**Consigne 1**
Indiquez, s'il vous plaît, combien de lignes des données ci-dessous contiennent la chaîne « cloud ». Donnez uniquement le nombre.

**Texte retenu**

Cet accord permet au Botswana, à la Namibie, à l'Afrique du Sud et au Zimbabwe de vendre une quantité supplémentaire d'ivoire, mais par des processus strictement surveillés par la CITES et portant uniquement sur les stocks enregistrés officiellement avant le 31 janvier 2007. "Nous sommes encouragés par la volonté de ces pays de coopérer sur la question essentielle de la conservation des éléphants, et nous félicitons le Kenya et le Mali pour le rôle de leader qu'ils ont occupé en impulsant ce processus," a déclaré Peter Pueschel, Responsable du Programme d'IFAW sur le commerce de la faune sauvage (IFAW, Fonds international pour la protection des animaux). "C'est une victoire manifeste pour les éléphants et les efforts de conservation de tous les pays concernés qui soutenaient la proposition du Kenya et du Mali »
IFAW, qui a soutenu la proposition du Kenya et du Mali appelant à une interdiction de 20 ans, se réjouit de l'approbation d'une suspension officielle à long terme du commerce de l'ivoire, mais émet toutefois quelques réserves concernant une disposition qui permettrait de céder des stocks supplémentaires d'ivoire en plus des 60 tonnes approuvées par le Comité Permanent la semaine dernière. "Ce n'est pas une situation idéale," confirme Michael Wamithi, Responsable du Programme Éléphants d'IFAW. " Cela va encourager le trafic, créer une demande illégale et favoriser le braconnage car la demande est bien supérieure","L'accord signé aujourd'hui donne à l'Afrique neuf ans pour trouver de meilleures solutions pour la conservation des éléphants," ajoute-t-il.
Les états de l'aire de répartition des éléphants ont également accepté de travailler ensemble sur la question de la conservation des éléphants, y compris en ce qui concerne le développement d'un Plan d'Action sur l'éléphant d'Afrique permettant d'améliorer la gestion des éléphants, notamment par un renforcement des mécanismes de mise en œuvre et par l'amélioration des contrôles du commerce de l'ivoire.
Le Kenya et Mali avaient initialement soumis un texte conjoint proposant une suspension du commerce de l'ivoire pendant 20 ans. Cette proposition était officiellement soutenue par le Ghana, le Togo, le Tchad, le Sud du Soudan, la Côte d’Ivoire et le Congo Brazzaville, ainsi que par un nombre non négligeable d'états de l'aire de répartition des éléphants d'Afrique et d'Asie. En effet, ces pays sont concernés par l'impact qu'une reprise du commerce de l'ivoire aurait sur les populations d'éléphants, sur la capacité de leurs gouvernements à maintenir l'ordre efficacement contre le braconnage sur leur territoire, et la possibilité qu'ils ont d'intercepter l'ivoire de contrebande et les produits en ivoire passés en fraude par leurs frontières.
Les états d'Afrique australe qui abritent des éléphants sur leur territoire, y compris le Botswana, la Namibie et l'Afrique du Sud, effectuent un travail intensif de lobbying afin de lever l'embargo sur le commerce de l'ivoire. Cette manœuvre aurait apporté des bénéfices considérables à ces quelques pays, aux dépens de la majorité des autres états situés dans l'aire de répartition des éléphants. En Afrique, l'aire de répartition des éléphants compte 28 états et l'Asie 9 autres états, tous concernés par les décisions prises lors de cette convention.

**Consigne 2**
D'après le texte sur le commerce de l'ivoire, avant quelle date les stocks d'ivoire autorisés à la vente devaient-ils avoir été enregistrés officiellement ?

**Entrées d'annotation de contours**
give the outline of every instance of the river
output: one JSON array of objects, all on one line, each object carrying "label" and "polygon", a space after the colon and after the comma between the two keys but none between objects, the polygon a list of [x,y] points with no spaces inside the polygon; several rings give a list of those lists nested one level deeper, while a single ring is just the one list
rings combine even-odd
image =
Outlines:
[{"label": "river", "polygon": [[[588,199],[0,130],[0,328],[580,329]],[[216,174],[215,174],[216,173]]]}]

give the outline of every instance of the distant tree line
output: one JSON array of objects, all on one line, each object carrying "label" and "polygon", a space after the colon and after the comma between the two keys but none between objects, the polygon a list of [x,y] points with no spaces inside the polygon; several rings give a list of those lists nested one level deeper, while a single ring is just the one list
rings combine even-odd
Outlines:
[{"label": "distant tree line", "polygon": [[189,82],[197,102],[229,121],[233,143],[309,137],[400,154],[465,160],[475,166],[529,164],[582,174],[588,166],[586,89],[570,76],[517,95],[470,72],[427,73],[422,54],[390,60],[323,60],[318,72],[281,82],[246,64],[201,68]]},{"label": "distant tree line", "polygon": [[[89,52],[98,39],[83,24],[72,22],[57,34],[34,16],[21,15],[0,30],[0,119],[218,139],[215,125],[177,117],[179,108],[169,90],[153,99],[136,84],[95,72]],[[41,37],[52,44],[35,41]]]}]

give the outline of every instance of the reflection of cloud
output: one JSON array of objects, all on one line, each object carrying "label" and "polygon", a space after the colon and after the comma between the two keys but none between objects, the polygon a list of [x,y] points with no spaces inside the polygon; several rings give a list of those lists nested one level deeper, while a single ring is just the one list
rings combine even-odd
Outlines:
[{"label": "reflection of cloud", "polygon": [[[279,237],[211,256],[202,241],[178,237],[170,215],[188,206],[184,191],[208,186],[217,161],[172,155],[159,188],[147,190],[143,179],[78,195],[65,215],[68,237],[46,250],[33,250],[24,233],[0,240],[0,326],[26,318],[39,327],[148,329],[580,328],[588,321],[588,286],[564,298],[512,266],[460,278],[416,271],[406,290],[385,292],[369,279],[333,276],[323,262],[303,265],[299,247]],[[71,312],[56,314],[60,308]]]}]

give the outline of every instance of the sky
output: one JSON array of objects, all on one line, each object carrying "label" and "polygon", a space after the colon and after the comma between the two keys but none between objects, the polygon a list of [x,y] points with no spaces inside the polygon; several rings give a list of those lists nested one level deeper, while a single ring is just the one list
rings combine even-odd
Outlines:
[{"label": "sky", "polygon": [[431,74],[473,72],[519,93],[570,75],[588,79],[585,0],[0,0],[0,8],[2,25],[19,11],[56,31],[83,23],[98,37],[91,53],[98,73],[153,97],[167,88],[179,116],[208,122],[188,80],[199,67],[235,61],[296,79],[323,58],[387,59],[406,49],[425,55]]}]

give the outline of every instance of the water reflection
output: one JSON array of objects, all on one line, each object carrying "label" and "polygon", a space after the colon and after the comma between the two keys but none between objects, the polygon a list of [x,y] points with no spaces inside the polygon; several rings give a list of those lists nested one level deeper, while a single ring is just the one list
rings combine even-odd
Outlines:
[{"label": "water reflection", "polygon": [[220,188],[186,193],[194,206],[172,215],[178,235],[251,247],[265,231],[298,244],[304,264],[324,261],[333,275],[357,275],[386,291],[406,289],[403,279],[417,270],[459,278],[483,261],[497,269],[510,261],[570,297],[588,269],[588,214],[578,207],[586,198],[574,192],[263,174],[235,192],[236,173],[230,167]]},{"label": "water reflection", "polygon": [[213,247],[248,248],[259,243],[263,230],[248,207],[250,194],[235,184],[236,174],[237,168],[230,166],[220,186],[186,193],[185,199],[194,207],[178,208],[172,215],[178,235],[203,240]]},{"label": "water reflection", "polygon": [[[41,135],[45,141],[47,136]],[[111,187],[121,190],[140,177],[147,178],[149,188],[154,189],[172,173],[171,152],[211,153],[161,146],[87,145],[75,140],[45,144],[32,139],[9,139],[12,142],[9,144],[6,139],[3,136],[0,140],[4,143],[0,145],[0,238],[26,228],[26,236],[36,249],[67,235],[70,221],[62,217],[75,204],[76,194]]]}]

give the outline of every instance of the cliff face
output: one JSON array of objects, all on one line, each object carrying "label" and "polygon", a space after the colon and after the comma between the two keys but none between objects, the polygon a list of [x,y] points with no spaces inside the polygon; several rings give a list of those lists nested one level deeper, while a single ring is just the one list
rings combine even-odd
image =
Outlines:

**Réponse 1**
2

**Réponse 2**
Avant le 31 janvier 2007.